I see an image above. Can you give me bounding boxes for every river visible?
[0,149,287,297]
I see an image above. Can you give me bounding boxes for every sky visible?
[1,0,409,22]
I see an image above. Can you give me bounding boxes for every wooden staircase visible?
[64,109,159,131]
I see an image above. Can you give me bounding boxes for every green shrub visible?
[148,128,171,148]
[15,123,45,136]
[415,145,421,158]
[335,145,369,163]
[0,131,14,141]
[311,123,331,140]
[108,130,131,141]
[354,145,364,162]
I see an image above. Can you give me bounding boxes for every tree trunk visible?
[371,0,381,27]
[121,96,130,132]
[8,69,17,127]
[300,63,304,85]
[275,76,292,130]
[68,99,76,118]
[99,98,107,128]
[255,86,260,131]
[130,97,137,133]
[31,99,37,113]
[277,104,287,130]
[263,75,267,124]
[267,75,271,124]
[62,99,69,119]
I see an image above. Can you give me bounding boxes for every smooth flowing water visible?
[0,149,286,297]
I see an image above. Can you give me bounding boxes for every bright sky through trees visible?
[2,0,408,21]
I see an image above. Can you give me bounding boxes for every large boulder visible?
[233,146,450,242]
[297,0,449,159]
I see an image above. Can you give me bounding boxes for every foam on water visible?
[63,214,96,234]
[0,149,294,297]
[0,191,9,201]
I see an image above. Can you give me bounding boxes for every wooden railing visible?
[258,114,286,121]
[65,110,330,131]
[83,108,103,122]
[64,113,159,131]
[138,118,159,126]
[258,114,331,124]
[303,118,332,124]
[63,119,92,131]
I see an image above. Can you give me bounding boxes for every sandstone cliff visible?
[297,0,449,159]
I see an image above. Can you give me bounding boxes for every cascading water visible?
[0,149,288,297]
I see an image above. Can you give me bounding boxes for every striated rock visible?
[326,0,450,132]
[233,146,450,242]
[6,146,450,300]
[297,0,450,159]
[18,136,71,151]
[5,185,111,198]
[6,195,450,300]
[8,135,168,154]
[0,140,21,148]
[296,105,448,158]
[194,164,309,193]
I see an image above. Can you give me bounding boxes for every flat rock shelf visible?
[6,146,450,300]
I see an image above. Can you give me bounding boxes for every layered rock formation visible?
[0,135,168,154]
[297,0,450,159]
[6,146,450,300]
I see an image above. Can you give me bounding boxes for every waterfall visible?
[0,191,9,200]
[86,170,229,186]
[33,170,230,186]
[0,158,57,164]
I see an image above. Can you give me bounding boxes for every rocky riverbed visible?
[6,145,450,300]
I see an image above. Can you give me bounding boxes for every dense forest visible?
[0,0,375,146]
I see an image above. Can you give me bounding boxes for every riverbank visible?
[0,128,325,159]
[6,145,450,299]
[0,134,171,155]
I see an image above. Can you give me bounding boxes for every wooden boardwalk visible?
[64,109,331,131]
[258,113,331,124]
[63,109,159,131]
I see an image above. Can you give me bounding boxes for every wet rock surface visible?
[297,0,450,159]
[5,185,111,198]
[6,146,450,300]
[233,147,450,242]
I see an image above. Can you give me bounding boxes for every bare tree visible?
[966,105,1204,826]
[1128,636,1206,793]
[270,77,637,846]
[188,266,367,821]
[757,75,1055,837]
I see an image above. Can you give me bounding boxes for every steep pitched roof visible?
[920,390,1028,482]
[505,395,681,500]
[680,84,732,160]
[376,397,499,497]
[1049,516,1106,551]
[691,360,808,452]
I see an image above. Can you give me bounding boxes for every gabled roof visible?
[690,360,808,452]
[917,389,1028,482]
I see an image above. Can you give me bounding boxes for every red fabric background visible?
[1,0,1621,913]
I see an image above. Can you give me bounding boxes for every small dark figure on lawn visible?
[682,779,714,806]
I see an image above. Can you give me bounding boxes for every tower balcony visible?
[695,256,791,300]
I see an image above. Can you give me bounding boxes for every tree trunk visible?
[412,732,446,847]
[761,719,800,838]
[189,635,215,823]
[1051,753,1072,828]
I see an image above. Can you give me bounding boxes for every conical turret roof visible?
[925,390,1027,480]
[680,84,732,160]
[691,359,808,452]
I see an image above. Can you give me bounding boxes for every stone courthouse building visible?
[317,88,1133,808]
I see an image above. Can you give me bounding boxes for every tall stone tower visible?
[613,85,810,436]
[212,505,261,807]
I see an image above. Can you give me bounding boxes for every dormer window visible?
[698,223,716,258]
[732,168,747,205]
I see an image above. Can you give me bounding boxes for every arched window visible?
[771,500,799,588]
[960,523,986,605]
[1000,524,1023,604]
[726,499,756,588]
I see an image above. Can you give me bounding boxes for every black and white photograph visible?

━━━━━━━━━━━━━━━━━━━━━━━━━━━━━━

> [What you should do] All of the material above needs to be transcribed verbatim.

> [Task response]
I see an image above. Can you give me bounding boxes for every river visible?
[0,149,287,297]
I see an image above. Can you give me bounding boxes for every sky visible?
[1,0,409,22]
I see an image above. Can you give me bounding boxes for every wooden staircase visible?
[64,109,159,131]
I see an image above. Can you give me bounding boxes for every green shrub visible?
[148,128,171,148]
[15,123,45,136]
[415,145,421,158]
[335,145,369,163]
[0,131,14,141]
[311,123,331,140]
[108,130,131,141]
[354,145,364,162]
I see an image above. Can you give me bounding boxes for every tree trunk visible?
[371,0,381,27]
[121,96,130,132]
[8,69,17,127]
[300,63,304,85]
[275,76,292,130]
[68,99,76,118]
[99,98,107,128]
[255,86,260,131]
[130,97,137,133]
[31,99,37,113]
[277,104,287,130]
[263,75,267,124]
[267,75,271,124]
[62,99,69,119]
I see an image above. Can you give me bounding boxes for every smooth flowing water visible?
[0,149,286,297]
I see an image above. Can you give me bounding boxes for every bright sky through trees visible?
[2,0,408,21]
I see an image above. Can you give me bounding boxes for every large boulder visible?
[233,146,450,242]
[297,0,449,159]
I see an image above. Can you give me bounding boxes for every foam on water visible?
[63,214,96,234]
[0,149,294,297]
[0,191,9,201]
I see an image above. Can you give me bounding boxes for every wooden railing visible?
[258,114,286,121]
[65,110,330,131]
[83,108,103,122]
[64,113,159,131]
[138,118,159,126]
[258,114,331,124]
[303,118,332,124]
[63,119,92,131]
I see an image above. Can you give me bounding boxes for every sandstone cliff visible?
[297,0,449,159]
I see an image above. Can you give me bounding boxes for every cascading water visible?
[0,149,288,297]
I see an image above. Can you give me bounding boxes for every striated rock visible?
[326,0,450,132]
[233,146,450,242]
[6,146,450,300]
[297,0,450,159]
[18,136,71,151]
[5,185,111,198]
[6,195,450,300]
[8,135,168,154]
[0,140,21,148]
[296,105,448,158]
[194,164,309,193]
I see an image above. Can you give me bounding boxes for every flat rock shelf visible?
[6,146,450,300]
I see an image above. Can you give me bounding boxes for every layered rock formation visible?
[0,135,168,154]
[297,0,450,159]
[6,146,450,300]
I see an image above. Can you give me bounding boxes for every waterfall visible?
[0,191,9,200]
[86,170,229,186]
[33,170,230,186]
[0,158,57,164]
I see an image above. Can you give me bounding boxes for every rocky riverbed visible?
[6,145,450,300]
I see an image above. Can you give me bounding boxes for every dense forest visible?
[0,0,375,146]
I see an image above. Can you give me bounding boxes for every riverbank visible?
[0,128,325,159]
[6,145,450,299]
[0,134,171,155]
I see an image above. Can you give me bounding boxes for every wooden boardwalk visible?
[64,109,331,131]
[258,113,331,124]
[63,109,159,131]
I see an image above. Can you give me bounding boxes for every wet rock surface visible?
[297,0,450,159]
[5,185,111,198]
[6,146,450,300]
[233,147,450,242]
I see an image above. Can you give me bounding boxes for every bare tree visible?
[966,105,1204,826]
[1128,636,1206,793]
[270,77,637,846]
[188,266,367,821]
[757,75,1055,837]
I see an image above. Can you give me bounding boxes for every steep pitched roof visible?
[920,390,1028,482]
[505,395,681,500]
[680,84,732,160]
[376,397,499,497]
[1049,516,1106,551]
[691,360,808,452]
I see an image above. Can you give me bounding boxes for every gabled roof visible?
[690,360,808,452]
[917,389,1028,482]
I see an image above. Can you give me bounding boxes for every red fabric background visible?
[1,0,1621,913]
I see an image above. Can you give me bounding boxes for every small dark figure on lawn visible?
[682,779,714,806]
I see an image above. Can you give me bounding boxes for every tower balcony visible?
[695,256,791,300]
I see an image above. Can you give me bounding boxes for every tree trunk visible?
[412,732,446,847]
[761,719,800,838]
[189,635,215,823]
[1051,753,1072,828]
I see an image above. Can you give me bounding boxes for every conical turret roof visible?
[925,390,1027,480]
[680,84,732,160]
[691,359,808,452]
I see an image above. Can you give me bounding boxes for every stone courthouse building visible?
[317,88,1133,808]
I see an image above. Can you give me bounding boxes for every tall stone tower visible?
[613,85,810,436]
[212,505,261,807]
I see an image above. Can you give me bounding boxes for every dormer window visible?
[698,223,716,258]
[732,168,747,205]
I see an image above. Can you give me bounding boxes for every arched window visible?
[771,500,799,588]
[960,523,986,605]
[1000,524,1023,604]
[726,499,756,588]
I see an image above. Can you give me bounding boxes for every black and white photograph visible?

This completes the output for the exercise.